* STATED PROBLEM
Rename "pointer" to "annotator" in the data, starting with the line that contains "as point(175, 528)." and going on through the line that contains "point(1136, 845)". Write out only those lines, with nothing else changed.

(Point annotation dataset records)

%%

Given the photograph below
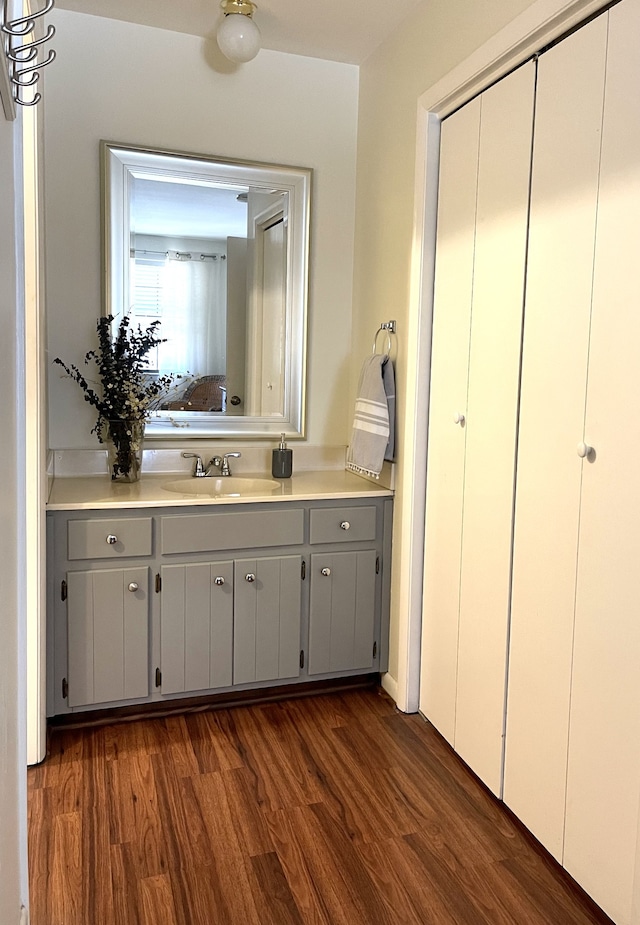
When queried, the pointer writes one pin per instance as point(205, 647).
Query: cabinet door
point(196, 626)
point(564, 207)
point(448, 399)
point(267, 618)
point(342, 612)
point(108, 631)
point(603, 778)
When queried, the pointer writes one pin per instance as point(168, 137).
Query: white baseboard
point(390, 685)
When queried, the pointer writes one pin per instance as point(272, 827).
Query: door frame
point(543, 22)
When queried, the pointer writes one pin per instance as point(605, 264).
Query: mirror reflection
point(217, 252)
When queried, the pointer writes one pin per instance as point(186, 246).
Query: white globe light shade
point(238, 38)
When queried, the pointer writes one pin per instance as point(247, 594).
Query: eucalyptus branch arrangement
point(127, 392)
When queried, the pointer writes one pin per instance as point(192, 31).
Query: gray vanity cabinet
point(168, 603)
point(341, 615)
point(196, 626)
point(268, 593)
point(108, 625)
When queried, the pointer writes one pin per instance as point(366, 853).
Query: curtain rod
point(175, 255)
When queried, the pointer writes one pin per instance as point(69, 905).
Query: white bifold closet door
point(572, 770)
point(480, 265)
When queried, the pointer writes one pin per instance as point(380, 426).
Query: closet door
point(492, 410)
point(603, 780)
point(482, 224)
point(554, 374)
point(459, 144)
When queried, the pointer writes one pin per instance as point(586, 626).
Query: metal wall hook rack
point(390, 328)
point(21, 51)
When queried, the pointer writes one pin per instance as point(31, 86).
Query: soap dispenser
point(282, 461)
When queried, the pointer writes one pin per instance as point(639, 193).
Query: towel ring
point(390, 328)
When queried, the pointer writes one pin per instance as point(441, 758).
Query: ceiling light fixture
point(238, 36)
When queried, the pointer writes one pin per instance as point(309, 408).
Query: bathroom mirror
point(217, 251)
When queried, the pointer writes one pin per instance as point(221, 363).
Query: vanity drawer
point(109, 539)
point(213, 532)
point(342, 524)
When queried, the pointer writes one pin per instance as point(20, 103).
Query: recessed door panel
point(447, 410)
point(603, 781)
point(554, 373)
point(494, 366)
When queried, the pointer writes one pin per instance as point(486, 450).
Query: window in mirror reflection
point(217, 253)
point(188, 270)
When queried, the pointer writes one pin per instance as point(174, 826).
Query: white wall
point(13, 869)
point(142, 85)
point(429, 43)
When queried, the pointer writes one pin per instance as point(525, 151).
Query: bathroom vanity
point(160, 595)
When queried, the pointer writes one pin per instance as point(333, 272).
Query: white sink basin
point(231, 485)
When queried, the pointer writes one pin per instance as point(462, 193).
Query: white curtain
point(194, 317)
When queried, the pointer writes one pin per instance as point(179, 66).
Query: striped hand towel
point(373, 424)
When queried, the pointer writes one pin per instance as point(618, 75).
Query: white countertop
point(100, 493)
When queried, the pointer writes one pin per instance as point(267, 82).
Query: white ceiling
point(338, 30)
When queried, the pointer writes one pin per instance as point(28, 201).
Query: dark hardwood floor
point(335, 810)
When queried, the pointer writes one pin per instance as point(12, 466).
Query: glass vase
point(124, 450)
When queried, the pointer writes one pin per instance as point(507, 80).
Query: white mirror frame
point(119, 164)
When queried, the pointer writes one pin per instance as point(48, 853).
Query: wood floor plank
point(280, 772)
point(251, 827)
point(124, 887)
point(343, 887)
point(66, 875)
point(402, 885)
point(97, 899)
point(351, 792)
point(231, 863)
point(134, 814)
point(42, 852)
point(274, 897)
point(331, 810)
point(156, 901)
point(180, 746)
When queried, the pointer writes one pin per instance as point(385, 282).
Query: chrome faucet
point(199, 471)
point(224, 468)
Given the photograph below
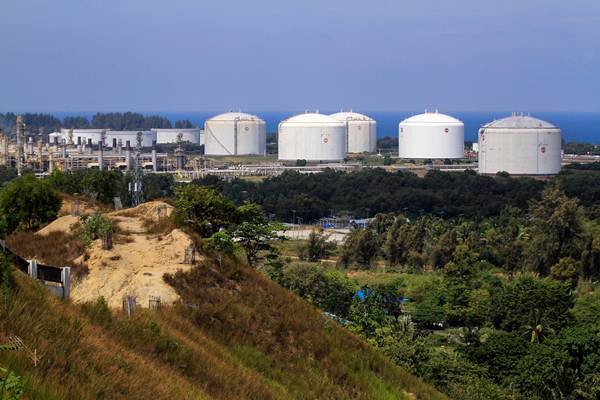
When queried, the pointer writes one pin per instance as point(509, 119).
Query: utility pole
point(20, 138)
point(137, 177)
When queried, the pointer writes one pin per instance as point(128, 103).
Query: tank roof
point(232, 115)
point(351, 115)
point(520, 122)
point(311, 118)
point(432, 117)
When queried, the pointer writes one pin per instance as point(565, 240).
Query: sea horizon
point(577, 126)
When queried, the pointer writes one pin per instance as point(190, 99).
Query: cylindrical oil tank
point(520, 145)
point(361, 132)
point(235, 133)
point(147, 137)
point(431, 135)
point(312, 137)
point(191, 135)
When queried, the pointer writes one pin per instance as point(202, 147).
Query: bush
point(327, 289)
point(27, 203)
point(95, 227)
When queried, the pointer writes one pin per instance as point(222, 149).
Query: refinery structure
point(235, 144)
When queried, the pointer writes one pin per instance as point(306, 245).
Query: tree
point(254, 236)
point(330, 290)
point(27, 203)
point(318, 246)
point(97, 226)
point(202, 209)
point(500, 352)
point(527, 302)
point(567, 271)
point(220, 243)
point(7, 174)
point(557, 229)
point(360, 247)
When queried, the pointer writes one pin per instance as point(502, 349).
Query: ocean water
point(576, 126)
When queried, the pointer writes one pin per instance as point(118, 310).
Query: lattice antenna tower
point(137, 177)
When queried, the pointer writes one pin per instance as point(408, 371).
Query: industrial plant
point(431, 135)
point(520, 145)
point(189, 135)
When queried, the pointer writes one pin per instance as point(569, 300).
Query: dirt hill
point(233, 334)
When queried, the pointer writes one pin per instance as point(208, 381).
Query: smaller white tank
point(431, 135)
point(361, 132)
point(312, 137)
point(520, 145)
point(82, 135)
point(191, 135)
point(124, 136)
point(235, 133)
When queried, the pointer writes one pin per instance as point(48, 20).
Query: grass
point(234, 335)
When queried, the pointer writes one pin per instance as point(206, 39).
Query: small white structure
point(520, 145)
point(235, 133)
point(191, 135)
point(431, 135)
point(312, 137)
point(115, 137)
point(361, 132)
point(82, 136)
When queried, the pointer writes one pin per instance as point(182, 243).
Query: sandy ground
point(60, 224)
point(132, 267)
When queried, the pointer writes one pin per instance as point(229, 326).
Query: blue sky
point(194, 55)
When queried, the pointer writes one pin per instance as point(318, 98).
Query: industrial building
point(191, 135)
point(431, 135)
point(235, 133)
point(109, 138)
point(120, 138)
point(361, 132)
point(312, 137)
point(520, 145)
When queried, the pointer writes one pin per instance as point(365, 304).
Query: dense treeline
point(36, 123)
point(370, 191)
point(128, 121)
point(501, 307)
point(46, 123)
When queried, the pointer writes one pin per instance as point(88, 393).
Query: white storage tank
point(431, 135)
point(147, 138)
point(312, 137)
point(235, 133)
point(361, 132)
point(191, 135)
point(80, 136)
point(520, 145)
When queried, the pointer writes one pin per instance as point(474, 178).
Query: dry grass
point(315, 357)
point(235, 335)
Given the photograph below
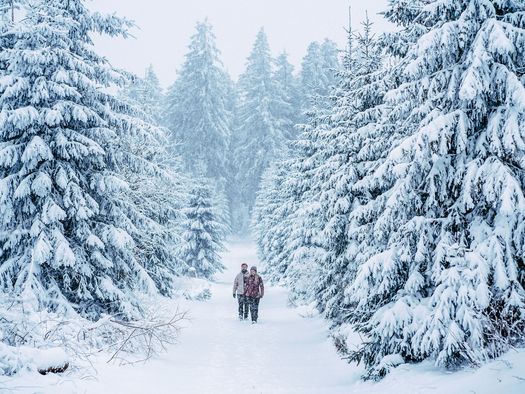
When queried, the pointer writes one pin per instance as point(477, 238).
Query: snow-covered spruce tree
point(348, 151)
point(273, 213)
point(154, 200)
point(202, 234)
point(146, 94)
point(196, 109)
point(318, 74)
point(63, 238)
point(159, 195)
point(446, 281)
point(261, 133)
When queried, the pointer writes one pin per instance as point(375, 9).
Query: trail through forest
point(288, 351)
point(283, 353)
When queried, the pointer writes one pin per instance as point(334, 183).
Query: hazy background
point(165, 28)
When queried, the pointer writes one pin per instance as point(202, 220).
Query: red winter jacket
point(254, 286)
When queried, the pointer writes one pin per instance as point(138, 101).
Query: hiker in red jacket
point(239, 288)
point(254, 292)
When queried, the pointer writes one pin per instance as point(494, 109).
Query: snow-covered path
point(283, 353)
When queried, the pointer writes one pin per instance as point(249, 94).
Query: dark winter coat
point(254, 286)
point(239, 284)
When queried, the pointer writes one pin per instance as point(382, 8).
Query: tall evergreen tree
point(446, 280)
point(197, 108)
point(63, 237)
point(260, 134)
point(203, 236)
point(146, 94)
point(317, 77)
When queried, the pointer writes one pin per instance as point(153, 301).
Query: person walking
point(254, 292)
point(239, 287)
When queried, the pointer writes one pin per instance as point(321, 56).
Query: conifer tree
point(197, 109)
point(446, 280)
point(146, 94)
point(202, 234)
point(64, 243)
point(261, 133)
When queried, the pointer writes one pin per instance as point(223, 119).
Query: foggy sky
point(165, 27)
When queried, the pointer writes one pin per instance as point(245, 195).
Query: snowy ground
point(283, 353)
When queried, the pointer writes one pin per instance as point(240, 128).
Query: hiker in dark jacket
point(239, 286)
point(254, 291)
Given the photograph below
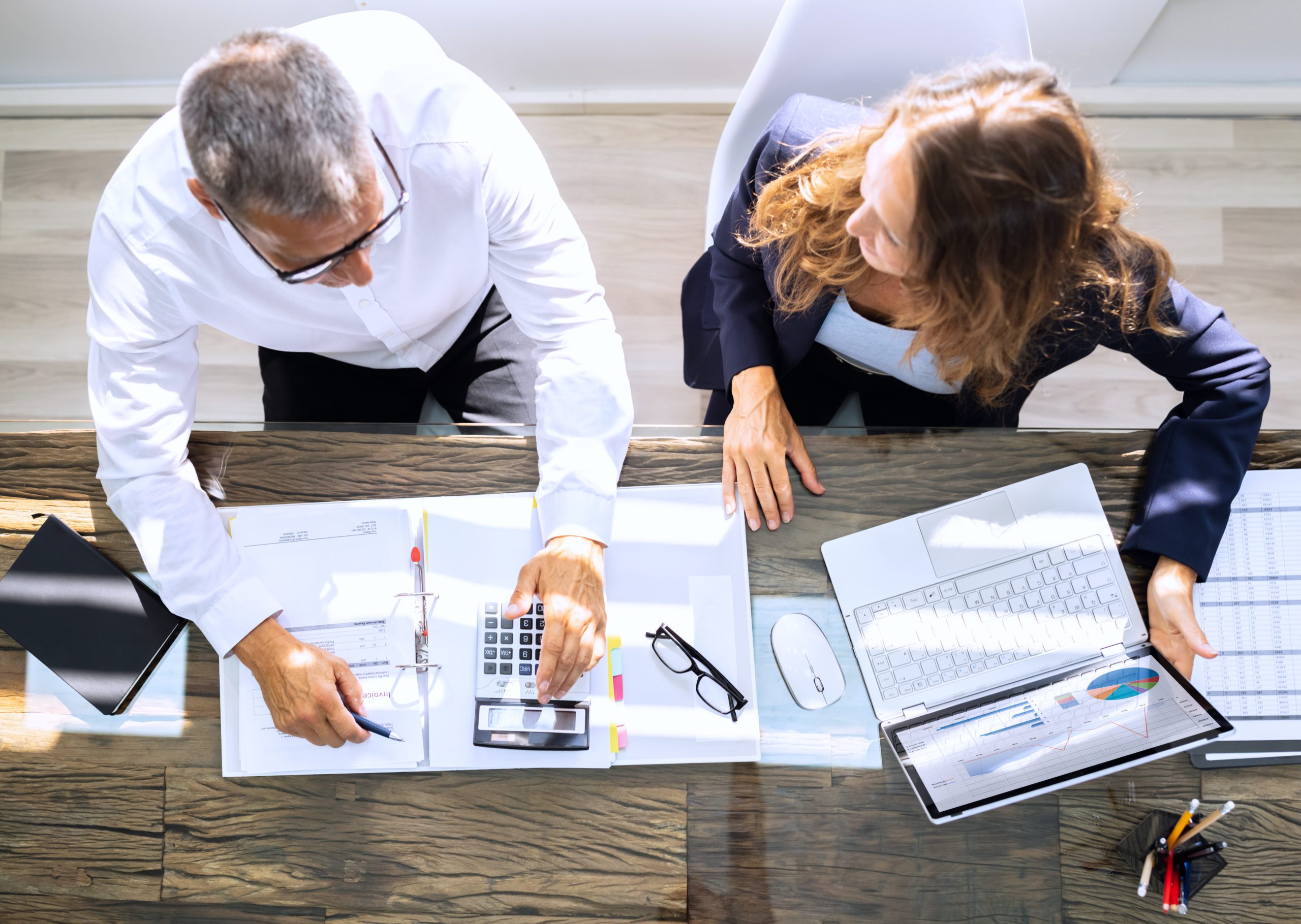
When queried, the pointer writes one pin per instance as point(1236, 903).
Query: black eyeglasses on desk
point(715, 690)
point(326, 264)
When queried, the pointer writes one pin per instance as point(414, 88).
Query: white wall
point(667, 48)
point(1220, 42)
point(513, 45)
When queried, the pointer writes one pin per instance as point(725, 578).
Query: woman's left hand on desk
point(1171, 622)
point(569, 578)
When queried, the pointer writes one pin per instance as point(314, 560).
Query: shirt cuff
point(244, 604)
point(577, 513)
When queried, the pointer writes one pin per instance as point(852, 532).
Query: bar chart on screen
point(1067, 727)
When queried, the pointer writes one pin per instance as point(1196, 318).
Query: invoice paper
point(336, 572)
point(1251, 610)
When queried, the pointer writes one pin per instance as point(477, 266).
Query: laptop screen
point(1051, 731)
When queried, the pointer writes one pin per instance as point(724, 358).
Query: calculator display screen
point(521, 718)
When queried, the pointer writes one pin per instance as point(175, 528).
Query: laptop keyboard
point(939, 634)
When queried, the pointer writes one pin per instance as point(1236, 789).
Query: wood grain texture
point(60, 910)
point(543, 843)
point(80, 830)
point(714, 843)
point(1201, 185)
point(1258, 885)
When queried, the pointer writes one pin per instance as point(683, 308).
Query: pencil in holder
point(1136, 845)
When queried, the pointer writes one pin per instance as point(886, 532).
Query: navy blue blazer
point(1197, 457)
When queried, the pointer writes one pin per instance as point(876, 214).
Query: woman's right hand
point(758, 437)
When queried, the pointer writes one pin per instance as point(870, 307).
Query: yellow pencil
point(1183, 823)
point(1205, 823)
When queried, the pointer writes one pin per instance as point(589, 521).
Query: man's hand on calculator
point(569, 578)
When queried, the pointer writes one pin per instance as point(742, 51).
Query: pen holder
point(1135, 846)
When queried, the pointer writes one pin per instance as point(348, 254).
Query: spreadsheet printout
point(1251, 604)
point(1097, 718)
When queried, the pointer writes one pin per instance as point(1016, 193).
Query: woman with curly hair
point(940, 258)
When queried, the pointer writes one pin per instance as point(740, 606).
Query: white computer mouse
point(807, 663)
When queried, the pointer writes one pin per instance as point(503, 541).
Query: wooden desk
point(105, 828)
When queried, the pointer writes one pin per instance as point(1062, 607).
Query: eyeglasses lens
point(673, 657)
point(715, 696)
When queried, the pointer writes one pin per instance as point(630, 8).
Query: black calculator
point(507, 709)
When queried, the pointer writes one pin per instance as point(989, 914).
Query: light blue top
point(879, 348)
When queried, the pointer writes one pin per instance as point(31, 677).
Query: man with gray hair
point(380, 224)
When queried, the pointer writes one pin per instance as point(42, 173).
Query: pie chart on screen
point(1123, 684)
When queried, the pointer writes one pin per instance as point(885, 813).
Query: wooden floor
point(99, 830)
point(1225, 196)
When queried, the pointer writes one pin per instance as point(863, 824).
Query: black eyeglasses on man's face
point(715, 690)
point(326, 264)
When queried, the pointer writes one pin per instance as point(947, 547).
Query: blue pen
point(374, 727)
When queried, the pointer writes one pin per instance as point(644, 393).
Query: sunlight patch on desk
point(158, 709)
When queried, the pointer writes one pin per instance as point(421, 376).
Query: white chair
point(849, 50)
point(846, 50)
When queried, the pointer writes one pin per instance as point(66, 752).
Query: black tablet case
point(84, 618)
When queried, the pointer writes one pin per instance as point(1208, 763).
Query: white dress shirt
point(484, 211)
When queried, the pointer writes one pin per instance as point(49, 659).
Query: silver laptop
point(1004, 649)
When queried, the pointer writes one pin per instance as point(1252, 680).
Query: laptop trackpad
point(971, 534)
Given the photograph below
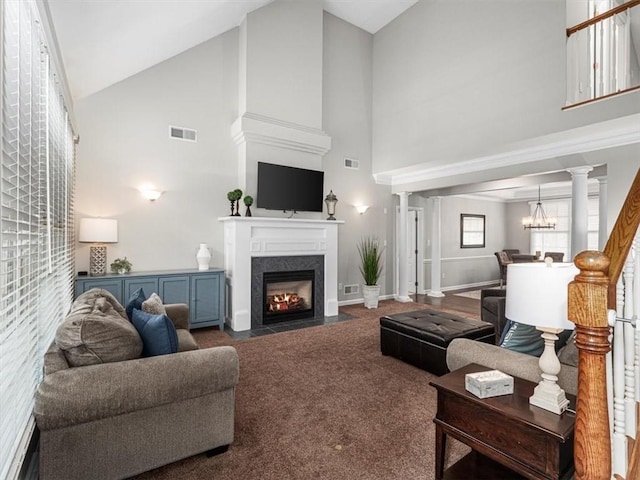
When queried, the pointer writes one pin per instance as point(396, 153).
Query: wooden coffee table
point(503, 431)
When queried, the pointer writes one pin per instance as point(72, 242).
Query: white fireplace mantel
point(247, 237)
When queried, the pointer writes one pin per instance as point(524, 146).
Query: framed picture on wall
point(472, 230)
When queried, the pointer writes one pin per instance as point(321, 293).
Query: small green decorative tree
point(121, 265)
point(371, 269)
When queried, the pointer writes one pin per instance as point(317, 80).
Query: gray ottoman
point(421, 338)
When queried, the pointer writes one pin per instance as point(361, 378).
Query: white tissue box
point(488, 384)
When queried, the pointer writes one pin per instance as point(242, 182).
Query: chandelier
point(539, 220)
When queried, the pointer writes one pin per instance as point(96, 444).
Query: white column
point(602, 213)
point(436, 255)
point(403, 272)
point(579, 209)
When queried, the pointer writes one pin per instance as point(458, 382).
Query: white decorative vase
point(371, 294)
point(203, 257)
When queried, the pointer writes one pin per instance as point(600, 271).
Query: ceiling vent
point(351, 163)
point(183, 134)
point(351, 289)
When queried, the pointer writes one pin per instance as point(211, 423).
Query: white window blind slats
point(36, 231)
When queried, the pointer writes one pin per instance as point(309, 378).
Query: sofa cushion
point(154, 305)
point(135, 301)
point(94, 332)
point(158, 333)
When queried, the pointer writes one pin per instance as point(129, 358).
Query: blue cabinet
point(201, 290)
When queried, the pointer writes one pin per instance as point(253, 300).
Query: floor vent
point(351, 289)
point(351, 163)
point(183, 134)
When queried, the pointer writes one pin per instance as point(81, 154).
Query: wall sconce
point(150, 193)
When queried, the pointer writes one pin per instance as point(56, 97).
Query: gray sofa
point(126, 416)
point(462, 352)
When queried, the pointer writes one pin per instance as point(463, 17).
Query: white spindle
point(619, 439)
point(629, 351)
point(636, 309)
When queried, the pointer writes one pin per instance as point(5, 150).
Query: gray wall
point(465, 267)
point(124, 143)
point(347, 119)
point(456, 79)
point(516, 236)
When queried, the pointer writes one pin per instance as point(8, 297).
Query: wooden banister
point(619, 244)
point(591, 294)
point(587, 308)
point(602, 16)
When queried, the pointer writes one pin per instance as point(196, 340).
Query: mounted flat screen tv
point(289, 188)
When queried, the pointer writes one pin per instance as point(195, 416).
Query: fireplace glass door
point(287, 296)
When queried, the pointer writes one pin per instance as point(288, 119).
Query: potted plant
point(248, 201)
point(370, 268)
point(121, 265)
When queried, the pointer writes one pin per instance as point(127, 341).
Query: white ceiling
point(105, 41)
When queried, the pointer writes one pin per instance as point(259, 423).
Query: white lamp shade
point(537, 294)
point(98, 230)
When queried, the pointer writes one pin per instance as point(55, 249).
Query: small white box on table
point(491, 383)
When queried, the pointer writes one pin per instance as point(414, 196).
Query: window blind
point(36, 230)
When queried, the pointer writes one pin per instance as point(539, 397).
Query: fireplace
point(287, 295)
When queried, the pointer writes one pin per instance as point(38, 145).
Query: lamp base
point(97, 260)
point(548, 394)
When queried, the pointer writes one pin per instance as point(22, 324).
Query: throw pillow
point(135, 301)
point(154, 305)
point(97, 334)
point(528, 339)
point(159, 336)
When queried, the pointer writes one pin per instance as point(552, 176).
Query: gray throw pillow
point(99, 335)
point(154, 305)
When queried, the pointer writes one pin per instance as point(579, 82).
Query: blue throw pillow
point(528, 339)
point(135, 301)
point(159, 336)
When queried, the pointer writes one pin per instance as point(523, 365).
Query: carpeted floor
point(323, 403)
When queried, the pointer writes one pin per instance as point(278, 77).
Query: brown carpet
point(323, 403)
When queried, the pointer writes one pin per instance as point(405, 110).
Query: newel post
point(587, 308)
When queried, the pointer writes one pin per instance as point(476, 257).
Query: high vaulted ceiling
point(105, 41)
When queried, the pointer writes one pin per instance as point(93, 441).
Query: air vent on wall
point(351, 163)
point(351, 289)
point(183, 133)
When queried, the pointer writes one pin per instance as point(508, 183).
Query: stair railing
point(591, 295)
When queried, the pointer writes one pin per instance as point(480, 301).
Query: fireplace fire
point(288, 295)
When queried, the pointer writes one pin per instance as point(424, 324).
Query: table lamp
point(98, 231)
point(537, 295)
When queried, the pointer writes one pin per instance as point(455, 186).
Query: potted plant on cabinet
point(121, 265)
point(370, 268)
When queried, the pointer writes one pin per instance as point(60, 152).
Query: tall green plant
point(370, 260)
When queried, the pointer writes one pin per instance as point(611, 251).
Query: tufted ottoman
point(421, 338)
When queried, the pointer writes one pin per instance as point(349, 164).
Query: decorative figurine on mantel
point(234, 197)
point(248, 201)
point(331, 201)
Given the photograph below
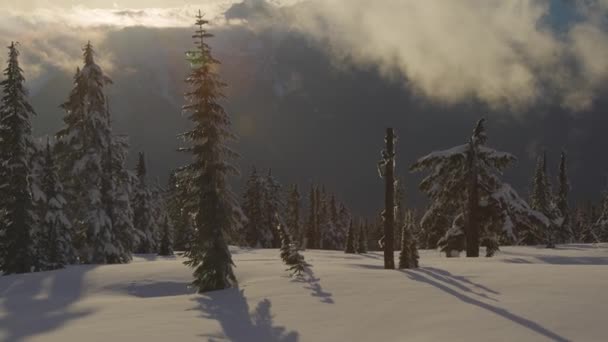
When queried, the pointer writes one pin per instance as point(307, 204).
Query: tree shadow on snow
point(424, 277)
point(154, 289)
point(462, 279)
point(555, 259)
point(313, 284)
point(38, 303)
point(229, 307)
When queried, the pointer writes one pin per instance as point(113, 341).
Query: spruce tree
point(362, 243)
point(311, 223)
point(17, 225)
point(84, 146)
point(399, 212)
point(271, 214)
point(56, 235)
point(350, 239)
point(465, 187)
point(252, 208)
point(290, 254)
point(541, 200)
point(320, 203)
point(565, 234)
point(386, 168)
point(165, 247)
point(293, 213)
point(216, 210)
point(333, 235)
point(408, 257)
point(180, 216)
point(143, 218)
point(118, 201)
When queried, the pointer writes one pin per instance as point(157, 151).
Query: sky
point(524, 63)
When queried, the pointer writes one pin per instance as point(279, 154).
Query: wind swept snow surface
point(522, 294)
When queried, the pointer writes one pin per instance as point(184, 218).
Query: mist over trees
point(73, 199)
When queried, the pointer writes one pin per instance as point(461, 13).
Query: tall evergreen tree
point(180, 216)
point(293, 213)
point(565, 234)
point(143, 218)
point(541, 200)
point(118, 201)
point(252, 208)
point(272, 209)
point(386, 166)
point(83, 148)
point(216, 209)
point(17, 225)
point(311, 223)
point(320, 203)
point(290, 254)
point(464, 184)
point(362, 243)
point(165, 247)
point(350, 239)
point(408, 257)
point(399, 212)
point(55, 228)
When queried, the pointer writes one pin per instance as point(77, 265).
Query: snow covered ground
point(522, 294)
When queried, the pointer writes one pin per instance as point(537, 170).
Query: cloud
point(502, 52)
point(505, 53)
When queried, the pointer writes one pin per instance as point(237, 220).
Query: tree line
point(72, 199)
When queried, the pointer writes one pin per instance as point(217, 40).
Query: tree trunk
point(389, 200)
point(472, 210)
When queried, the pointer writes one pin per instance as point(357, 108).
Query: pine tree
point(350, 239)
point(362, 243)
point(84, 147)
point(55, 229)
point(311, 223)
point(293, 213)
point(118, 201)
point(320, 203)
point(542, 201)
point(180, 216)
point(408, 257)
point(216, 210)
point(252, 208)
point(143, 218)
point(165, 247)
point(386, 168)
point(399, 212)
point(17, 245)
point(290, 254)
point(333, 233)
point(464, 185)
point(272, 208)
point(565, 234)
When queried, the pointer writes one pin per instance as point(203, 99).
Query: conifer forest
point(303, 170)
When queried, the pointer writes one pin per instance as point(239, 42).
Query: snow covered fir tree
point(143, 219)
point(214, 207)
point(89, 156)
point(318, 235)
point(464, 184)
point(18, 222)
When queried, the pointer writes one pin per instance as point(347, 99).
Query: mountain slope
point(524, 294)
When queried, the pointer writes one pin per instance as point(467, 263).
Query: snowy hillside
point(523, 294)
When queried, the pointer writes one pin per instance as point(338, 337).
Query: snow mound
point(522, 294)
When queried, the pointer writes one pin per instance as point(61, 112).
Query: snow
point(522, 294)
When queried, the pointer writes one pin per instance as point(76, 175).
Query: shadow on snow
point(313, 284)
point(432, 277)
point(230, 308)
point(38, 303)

%%

* RESPONSE TO THE EXERCISE
When queried, the annotator writes one pin per instance as point(175, 528).
Query: laptop keyboard
point(939, 634)
When queried, the annotator writes one pin per instance as point(1236, 789).
Query: wood grain texture
point(60, 910)
point(543, 843)
point(80, 830)
point(714, 843)
point(1201, 185)
point(1258, 885)
When queried, the annotator writes one pin per instance as point(683, 308).
Query: pencil in holder
point(1136, 845)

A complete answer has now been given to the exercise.